Information provided section start

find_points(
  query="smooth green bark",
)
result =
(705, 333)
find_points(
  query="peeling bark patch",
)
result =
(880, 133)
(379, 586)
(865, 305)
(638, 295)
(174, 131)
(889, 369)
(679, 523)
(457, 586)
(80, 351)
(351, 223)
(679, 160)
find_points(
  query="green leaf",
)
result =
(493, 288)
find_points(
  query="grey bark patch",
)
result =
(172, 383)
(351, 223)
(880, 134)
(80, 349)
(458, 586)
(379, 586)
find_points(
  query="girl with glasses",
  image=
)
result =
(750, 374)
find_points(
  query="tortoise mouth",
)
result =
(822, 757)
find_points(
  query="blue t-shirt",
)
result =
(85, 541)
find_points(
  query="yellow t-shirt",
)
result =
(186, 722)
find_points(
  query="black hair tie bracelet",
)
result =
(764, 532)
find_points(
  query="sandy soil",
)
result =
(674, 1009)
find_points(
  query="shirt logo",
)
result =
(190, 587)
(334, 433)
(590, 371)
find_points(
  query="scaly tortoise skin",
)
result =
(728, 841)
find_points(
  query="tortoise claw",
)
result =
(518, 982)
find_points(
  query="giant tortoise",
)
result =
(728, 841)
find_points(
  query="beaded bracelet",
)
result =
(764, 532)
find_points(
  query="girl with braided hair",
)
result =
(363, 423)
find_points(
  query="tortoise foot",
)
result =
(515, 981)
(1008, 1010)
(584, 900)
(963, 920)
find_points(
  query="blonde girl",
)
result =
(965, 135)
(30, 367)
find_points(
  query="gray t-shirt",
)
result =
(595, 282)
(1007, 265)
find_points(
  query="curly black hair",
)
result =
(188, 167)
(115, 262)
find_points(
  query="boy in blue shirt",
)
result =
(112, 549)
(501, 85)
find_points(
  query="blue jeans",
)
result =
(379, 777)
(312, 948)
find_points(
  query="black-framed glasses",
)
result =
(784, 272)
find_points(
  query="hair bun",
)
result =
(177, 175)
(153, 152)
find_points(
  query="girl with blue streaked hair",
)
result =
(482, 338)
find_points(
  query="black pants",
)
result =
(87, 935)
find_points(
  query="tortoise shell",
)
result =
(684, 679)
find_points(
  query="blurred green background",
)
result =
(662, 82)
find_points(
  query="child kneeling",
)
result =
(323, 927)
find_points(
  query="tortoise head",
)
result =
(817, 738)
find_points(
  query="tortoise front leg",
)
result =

Information provided section end

**Your assignment**
Tally the lines in this data that hold the word "patch" and state only the count.

**Problem solution**
2